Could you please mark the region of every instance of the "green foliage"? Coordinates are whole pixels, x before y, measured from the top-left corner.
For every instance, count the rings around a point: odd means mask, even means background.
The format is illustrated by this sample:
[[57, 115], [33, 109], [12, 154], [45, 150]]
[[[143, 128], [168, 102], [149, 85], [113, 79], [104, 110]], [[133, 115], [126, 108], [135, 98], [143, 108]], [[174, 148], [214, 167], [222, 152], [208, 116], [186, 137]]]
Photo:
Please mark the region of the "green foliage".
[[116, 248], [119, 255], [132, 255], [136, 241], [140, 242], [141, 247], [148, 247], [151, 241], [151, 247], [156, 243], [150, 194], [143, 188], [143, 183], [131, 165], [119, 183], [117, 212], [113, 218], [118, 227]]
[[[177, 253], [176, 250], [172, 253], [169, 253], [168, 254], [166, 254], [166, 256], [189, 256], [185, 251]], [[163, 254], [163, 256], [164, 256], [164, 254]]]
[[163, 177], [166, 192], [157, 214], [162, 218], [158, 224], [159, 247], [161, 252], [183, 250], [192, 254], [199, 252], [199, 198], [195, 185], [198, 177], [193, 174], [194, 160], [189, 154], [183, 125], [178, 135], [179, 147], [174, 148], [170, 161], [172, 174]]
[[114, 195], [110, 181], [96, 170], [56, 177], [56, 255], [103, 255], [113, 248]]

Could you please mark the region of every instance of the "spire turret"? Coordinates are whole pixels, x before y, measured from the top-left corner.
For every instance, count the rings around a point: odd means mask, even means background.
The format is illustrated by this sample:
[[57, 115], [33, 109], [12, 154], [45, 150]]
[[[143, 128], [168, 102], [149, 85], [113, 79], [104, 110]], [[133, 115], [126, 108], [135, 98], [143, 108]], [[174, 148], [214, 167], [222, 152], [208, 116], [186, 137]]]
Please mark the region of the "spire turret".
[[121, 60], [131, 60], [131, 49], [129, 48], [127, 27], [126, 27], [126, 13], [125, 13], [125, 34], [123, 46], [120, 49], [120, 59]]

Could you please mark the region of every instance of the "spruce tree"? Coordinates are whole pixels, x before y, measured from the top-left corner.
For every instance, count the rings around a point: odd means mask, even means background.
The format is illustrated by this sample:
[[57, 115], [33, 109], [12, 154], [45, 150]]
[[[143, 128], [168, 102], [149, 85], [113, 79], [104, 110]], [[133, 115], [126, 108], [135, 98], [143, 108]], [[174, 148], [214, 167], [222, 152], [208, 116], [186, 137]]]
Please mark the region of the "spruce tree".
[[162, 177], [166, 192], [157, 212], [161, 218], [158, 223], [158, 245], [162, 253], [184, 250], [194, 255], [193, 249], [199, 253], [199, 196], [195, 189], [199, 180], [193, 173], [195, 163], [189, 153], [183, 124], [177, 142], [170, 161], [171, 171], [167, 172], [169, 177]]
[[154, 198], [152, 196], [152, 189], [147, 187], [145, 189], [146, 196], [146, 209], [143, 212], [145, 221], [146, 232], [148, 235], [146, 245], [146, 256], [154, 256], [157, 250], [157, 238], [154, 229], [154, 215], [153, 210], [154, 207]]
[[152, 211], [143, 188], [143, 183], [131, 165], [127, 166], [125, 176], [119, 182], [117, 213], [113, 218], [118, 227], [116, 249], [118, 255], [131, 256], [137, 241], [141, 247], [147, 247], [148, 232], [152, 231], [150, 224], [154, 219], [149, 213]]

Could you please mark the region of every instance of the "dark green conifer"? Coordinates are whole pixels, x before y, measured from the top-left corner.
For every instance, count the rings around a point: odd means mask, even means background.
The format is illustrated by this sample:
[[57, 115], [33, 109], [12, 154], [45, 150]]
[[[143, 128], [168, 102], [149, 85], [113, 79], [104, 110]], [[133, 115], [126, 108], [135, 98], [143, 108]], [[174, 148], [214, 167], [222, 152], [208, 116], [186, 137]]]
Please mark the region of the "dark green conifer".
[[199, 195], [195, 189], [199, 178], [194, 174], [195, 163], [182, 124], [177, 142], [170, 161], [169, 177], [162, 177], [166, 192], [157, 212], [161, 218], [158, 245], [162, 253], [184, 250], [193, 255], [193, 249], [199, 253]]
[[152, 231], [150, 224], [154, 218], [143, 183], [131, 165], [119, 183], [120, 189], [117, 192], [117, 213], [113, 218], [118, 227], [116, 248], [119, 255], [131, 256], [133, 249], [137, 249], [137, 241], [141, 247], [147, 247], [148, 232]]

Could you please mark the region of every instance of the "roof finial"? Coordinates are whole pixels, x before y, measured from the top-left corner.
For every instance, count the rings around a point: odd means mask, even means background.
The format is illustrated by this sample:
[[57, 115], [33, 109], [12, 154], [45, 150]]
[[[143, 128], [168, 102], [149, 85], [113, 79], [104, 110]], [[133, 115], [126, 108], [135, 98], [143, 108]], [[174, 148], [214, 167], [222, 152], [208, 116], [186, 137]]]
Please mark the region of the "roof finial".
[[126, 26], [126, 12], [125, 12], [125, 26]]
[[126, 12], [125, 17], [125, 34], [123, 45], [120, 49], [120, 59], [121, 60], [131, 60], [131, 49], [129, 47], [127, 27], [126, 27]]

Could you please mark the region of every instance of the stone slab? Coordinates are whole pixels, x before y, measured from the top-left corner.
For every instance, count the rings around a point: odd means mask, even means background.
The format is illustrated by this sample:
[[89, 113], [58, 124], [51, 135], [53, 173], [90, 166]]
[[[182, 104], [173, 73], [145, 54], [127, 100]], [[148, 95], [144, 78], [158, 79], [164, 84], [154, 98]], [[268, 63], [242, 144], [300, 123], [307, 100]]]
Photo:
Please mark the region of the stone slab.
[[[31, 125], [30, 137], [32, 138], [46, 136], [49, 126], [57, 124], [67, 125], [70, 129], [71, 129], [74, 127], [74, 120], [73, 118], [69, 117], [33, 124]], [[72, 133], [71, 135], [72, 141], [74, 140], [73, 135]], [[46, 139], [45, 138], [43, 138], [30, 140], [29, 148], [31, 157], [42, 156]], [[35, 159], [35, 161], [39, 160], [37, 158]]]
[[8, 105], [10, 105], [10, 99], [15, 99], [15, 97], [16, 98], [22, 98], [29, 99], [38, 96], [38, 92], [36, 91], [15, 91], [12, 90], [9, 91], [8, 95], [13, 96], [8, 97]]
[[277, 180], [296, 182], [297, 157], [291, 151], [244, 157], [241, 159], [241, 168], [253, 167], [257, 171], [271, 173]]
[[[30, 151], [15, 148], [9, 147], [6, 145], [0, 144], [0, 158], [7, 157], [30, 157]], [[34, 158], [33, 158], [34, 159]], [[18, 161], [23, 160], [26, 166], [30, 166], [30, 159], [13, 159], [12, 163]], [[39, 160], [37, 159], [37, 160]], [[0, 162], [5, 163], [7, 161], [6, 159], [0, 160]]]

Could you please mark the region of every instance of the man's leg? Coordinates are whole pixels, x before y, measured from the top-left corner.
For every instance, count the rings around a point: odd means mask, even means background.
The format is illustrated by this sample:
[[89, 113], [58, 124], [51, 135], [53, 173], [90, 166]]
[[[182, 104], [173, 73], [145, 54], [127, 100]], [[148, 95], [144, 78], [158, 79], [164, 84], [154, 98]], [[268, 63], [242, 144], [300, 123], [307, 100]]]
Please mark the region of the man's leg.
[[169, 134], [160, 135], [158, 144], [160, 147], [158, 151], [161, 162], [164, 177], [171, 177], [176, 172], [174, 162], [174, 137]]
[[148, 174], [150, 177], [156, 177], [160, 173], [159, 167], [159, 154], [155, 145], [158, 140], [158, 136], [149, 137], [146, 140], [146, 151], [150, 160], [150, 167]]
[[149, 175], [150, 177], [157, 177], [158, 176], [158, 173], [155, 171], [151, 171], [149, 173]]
****
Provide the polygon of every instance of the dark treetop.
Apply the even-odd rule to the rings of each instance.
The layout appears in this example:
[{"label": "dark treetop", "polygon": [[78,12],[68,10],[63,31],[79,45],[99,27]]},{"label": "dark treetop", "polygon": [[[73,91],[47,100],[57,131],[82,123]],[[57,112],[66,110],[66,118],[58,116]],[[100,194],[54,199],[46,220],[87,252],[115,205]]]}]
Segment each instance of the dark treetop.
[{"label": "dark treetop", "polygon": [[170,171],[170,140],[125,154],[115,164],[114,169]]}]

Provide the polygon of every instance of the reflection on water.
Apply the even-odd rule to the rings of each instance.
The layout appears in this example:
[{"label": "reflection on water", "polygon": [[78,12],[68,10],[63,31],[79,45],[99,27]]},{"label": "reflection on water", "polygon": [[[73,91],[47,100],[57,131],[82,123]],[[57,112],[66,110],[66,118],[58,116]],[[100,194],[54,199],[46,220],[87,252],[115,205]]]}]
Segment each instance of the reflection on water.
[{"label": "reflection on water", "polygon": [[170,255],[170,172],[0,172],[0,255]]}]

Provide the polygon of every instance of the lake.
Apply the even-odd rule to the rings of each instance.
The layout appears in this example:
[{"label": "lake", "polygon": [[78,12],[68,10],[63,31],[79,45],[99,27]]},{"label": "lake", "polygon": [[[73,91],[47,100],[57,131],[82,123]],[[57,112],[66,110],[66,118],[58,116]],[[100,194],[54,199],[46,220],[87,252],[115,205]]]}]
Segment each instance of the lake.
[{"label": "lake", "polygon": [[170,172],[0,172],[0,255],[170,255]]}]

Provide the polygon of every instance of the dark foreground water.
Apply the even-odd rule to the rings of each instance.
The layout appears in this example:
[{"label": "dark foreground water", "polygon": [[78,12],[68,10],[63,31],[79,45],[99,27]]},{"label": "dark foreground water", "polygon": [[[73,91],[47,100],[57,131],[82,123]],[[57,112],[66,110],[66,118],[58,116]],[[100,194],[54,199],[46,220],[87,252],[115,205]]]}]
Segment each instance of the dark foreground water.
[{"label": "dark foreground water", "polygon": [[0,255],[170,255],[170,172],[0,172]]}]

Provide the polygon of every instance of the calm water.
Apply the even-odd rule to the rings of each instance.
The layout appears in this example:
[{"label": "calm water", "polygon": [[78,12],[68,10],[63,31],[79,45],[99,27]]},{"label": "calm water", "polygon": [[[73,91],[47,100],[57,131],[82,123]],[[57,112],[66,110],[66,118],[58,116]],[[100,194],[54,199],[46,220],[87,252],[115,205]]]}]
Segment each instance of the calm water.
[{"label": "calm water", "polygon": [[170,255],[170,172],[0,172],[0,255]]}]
****
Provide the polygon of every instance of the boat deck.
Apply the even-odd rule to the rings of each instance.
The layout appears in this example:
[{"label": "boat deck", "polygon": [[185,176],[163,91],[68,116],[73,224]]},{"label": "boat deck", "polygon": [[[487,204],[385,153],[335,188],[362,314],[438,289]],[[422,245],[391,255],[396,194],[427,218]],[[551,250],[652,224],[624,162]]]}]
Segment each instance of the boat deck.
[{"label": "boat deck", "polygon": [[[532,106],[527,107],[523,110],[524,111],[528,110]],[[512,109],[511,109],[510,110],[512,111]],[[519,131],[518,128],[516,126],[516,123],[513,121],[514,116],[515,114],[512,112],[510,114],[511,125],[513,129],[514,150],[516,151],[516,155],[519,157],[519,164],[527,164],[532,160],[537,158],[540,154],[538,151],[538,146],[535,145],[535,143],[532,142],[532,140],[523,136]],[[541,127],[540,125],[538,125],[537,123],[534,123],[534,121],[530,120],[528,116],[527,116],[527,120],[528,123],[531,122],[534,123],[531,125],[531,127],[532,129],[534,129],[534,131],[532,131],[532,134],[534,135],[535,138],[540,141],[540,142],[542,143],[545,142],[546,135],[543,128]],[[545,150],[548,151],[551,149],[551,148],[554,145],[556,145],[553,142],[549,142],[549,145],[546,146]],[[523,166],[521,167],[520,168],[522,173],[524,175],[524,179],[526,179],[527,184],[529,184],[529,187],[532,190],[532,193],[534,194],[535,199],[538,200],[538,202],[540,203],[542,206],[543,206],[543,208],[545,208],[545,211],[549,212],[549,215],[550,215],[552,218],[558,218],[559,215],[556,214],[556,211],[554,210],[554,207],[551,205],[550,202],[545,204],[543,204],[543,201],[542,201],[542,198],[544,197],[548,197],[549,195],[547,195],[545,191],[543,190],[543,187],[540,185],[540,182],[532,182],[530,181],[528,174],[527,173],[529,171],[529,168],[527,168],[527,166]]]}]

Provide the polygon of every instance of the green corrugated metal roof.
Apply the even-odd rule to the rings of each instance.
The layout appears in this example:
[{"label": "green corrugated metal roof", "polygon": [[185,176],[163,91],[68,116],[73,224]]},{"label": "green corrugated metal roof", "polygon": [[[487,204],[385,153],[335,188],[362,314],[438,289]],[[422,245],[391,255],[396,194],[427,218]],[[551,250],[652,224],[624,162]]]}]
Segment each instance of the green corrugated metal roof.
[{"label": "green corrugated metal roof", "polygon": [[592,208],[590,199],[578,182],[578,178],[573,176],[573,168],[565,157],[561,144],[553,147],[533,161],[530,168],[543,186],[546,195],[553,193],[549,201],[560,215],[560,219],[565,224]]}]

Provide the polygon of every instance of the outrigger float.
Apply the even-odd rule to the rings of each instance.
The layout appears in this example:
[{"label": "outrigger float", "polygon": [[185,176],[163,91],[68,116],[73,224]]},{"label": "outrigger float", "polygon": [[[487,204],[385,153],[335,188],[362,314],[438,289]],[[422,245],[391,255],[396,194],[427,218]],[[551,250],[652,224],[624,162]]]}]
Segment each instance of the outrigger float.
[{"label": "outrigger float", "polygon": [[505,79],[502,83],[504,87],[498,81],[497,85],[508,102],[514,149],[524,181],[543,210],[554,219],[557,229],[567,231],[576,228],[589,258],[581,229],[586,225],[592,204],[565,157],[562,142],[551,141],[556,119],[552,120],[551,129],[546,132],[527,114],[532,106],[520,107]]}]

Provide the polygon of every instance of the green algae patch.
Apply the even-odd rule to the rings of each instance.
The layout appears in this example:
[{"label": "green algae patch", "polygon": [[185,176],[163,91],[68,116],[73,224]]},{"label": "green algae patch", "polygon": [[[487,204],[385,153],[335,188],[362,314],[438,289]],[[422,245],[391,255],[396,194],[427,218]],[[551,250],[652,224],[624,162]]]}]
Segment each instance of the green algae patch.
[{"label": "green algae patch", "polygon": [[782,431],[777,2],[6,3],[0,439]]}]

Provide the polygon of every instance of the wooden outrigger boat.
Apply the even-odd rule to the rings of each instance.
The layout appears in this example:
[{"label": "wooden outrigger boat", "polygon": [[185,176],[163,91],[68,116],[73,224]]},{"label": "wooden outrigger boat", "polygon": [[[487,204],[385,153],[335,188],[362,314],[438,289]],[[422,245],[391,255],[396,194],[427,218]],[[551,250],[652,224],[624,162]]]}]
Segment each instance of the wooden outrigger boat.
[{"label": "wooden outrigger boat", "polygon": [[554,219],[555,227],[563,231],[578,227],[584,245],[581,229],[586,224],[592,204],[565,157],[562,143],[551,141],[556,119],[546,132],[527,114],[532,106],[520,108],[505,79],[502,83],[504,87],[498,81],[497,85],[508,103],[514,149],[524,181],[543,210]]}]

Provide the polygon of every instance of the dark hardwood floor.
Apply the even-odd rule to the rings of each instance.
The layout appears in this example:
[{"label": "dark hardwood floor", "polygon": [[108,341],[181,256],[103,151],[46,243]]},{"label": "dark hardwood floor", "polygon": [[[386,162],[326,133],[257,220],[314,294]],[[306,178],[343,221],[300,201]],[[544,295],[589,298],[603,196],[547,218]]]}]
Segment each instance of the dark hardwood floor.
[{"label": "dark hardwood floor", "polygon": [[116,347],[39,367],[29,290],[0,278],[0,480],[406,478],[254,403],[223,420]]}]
****
> [The task]:
Pull out every line of the data above that contains the word "corrugated". Case counts.

> [Written response]:
Provide the polygon of every instance of the green corrugated metal roof.
[{"label": "green corrugated metal roof", "polygon": [[185,176],[163,91],[68,116],[73,224]]},{"label": "green corrugated metal roof", "polygon": [[[487,204],[385,153],[335,188],[362,314],[438,289]],[[422,245],[391,255],[396,194],[427,218]],[[551,250],[652,224],[624,162]]]}]
Segment each instance of the green corrugated metal roof.
[{"label": "green corrugated metal roof", "polygon": [[592,208],[590,199],[578,182],[578,178],[573,176],[573,168],[565,157],[561,144],[553,147],[533,161],[530,168],[543,186],[546,195],[553,193],[549,201],[560,215],[560,219],[565,224]]}]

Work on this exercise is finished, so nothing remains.